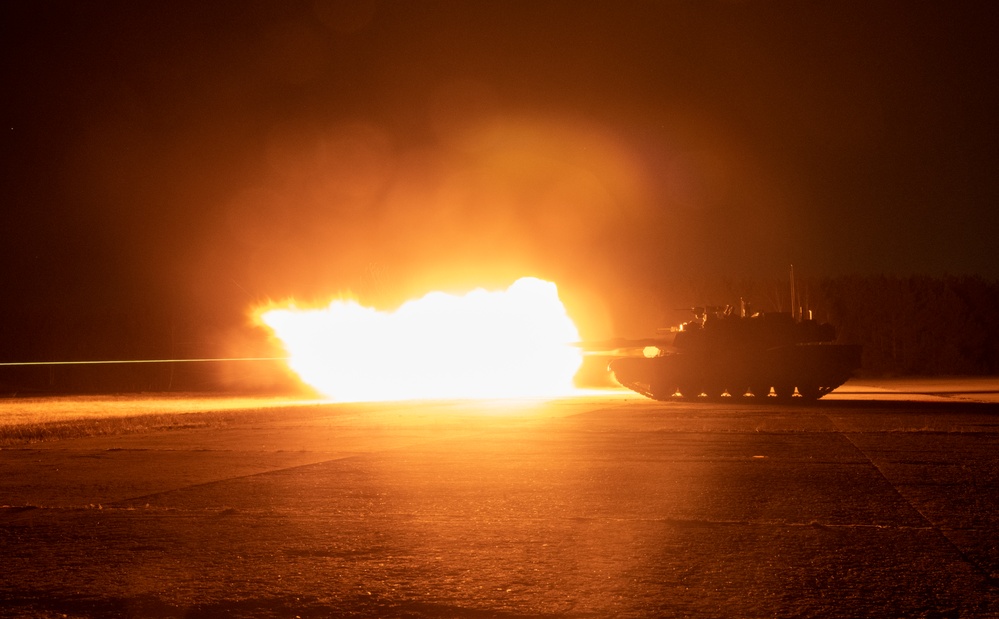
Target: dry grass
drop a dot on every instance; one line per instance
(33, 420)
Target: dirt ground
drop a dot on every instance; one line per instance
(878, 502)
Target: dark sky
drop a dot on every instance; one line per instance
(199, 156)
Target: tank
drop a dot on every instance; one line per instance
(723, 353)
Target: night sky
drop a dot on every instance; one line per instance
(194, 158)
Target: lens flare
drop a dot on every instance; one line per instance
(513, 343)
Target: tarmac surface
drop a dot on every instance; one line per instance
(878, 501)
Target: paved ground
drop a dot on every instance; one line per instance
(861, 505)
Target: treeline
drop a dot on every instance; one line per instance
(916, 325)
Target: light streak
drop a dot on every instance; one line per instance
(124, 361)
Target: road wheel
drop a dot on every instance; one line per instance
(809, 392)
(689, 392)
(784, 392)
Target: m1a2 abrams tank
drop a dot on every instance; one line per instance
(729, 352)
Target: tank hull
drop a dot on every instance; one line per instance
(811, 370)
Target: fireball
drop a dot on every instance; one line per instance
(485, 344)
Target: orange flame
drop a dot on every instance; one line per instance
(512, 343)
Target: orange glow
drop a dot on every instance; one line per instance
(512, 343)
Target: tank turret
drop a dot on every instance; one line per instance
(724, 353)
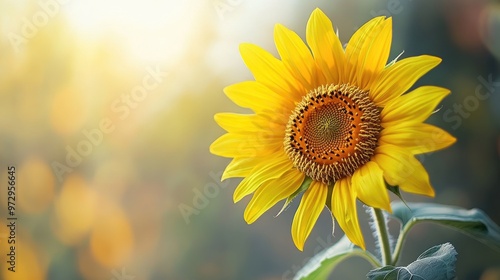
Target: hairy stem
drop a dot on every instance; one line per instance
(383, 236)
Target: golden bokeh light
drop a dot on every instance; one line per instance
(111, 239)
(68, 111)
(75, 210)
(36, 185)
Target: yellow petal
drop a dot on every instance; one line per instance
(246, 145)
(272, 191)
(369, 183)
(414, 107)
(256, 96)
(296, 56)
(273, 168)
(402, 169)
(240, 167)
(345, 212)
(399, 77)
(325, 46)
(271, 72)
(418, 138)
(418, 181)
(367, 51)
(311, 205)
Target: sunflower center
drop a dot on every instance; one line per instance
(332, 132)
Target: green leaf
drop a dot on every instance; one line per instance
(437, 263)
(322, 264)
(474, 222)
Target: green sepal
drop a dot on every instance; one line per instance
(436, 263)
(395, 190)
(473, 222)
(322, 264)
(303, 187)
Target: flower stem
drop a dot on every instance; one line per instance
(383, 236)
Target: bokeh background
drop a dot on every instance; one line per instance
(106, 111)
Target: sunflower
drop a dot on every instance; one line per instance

YOUR ASSIGNMENT:
Every line of the listing that holds "tank" should be found and copied.

RESPONSE:
Target: tank
Target: m1a2 abrams tank
Target: tank hull
Target: tank turret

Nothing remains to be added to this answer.